[Saved entries]
----------------

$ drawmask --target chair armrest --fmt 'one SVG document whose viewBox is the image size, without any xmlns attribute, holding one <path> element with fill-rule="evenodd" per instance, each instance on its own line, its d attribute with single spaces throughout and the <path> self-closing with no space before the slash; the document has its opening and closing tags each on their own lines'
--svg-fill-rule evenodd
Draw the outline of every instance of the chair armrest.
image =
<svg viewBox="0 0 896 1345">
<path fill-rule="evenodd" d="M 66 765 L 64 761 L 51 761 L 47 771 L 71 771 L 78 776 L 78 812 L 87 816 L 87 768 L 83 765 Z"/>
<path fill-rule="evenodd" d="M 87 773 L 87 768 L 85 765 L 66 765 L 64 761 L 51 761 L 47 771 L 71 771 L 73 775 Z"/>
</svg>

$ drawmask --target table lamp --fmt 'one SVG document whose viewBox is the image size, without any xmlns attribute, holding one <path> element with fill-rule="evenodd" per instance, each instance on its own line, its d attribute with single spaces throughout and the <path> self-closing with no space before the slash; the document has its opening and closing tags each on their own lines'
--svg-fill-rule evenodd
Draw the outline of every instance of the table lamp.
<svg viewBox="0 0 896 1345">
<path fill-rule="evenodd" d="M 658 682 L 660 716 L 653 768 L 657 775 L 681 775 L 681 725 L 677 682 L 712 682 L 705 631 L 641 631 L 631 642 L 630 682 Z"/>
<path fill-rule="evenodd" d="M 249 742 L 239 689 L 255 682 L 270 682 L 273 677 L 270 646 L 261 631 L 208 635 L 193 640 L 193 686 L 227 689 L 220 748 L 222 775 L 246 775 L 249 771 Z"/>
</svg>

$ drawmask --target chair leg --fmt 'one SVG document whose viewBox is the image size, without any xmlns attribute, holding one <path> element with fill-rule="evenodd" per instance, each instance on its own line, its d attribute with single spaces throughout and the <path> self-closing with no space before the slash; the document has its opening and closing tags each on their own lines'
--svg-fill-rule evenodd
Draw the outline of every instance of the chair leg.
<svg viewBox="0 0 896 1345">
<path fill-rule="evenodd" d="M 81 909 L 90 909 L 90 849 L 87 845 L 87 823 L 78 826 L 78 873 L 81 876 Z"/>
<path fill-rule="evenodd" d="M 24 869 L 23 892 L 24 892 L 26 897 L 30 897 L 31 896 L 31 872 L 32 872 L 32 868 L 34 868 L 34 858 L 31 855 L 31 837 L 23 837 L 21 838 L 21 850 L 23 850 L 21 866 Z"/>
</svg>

----------------

- What this task involves
Arrange the lines of the material, from the line containing "drawmask --target table" through the end of the material, as a JSON list of strings with one string per line, omitting blank lines.

- Answer to this problem
[
  "$ drawmask --target table lamp --fmt 'one SVG document whose viewBox is the image size, without any xmlns attribute, holding one <path> element with fill-rule=\"evenodd\" per instance, each instance on its own line, its d attribute with single spaces throughout and the <path> self-closing with no space before the slash; the document has its opening and closing tags each on their own lines'",
  "--svg-fill-rule evenodd",
  "Draw the outline of every instance of the table lamp.",
  "<svg viewBox=\"0 0 896 1345\">",
  "<path fill-rule=\"evenodd\" d=\"M 658 682 L 660 716 L 653 768 L 657 775 L 681 775 L 681 725 L 677 682 L 712 682 L 705 631 L 641 631 L 631 642 L 630 682 Z\"/>",
  "<path fill-rule=\"evenodd\" d=\"M 249 742 L 239 689 L 255 682 L 270 682 L 273 677 L 270 646 L 261 631 L 208 635 L 193 640 L 193 686 L 227 689 L 220 748 L 222 775 L 246 775 L 249 771 Z\"/>",
  "</svg>",
  "$ drawmask --target chair leg --fmt 'one SVG document whose viewBox is the image size, without any xmlns attribute, holding one <path> element with fill-rule=\"evenodd\" per instance, each instance on its own line, its d attribute with single spaces throughout and the <path> self-closing with no space before the slash; the document has its opening and closing tags each on their own lines'",
  "--svg-fill-rule evenodd",
  "Draw the outline of every instance of the chair leg.",
  "<svg viewBox=\"0 0 896 1345\">",
  "<path fill-rule=\"evenodd\" d=\"M 81 909 L 90 909 L 90 849 L 87 845 L 87 823 L 78 826 L 78 873 L 81 876 Z\"/>",
  "<path fill-rule=\"evenodd\" d=\"M 24 869 L 23 892 L 24 892 L 26 897 L 30 897 L 31 896 L 31 872 L 32 872 L 32 868 L 34 868 L 34 858 L 31 855 L 31 837 L 23 837 L 21 838 L 21 850 L 23 850 L 21 866 Z\"/>",
  "</svg>"
]